▶ _Фрагмент документа_:
══════════
Г-жа Ганди выслушала то, что фактически было одним из лучших выступлений Никсона, с равнодушным безразличием. Она не поддержала ни один из упомянутых им пунктов, хотя некоторые из них – такие как предложение Пакистана об одностороннем выводе и готовность Яхья Хана вести переговоры с бангладешскими руководителями – она лично слышала в первый раз. Уступки Пакистана не представляли для нее никакого существенного интереса. Ее действительной манией был сам по себе характер сути Пакистана, а не несправедливости, совершавшиеся в некоторых частях той измученной страны. Игнорируя вопросы, вызвавшие кризис, она преподала урок истории Пакистана. Она отрицала, что выступала против его существования, но ее анализ мало помогал тому, чтобы опровергнуть такое мнение. Как она утверждала, ее отец был обвинен за то, что признал разделение страны. И, по ее мнению, доля правды была в часто предъявляемом обвинении, что Индия была создана руководителями национального движения за независимость, в то время как Пакистан был сформирован сотрудничавшими с британцами коллаборационистами, которые, как только стали «независимыми», отправили в тюрьму подлинных борцов за независимость. Пакистан был непрочной структурой, держащейся вместе на ненависти к Индии, которая подвергалась ударам со стороны каждого нового поколения пакистанских лидеров. Условия в Восточном Пакистане отражали тенденции, применимые ко всему Пакистану. Ни Белуджистан, ни Северо-Западная пограничная провинция по-хорошему не принадлежали Пакистану; они также хотели и имели все основания на бо́льшую автономию; они никогда не должны были быть частью изначального урегулирования.
══════════
▶ _Что сделать_:
1: Какие две области, по мнению г-жи Ганди во фрагменте о ней и Пакистане, по-хорошему не принадлежали Пакистану?
2: Напишите следующую часть фрагмента о г-же Ганди и Пакистане, начав сразу после его последнего предложения.
Приведённый далее материал для работы не понадобится.

▶ _Исходные данные_:
══════════
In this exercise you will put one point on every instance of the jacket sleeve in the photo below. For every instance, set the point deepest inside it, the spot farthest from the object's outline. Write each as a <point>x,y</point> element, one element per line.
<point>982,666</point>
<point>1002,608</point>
══════════
▶ _Ответы_:
1: Белуджистан и Северо-Западная пограничная провинция.

2:
Вряд ли можно было рассчитывать, что этот исторический урок снимет обеспокоенность в связи с индийскими намерениями. В лучшем случае он не имел отношения ко всем этим вопросам, а в худшем был угрозой единству даже Западного Пакистана. Г-жа Ганди так настойчиво подчеркивала присущие со времени основания дефекты Пакистана, тем самым давая понять, что ограничение ее требований отделением Восточного Пакистана равнозначно индийской сдержанности; продолжающееся существование Западного Пакистана отражало индийскую терпеливость. Она отнеслась к уступкам Яхья Хана 2 ноября как к не имеющим никакого значения. Она не выступила против одностороннего вывода войск Пакистаном, но отказалась сказать, последует ли Индия этому примеру, пообещав официальный ответ на следующий день. Никсон заверил премьер-министра в том, что она может рассчитывать на то, что мы используем все наши усилия для того, чтобы смягчить этот кризис, включая поддержку скорейшего политического урегулирования. Но стальная леди отложила все такого рода дискуссии на следующую встречу.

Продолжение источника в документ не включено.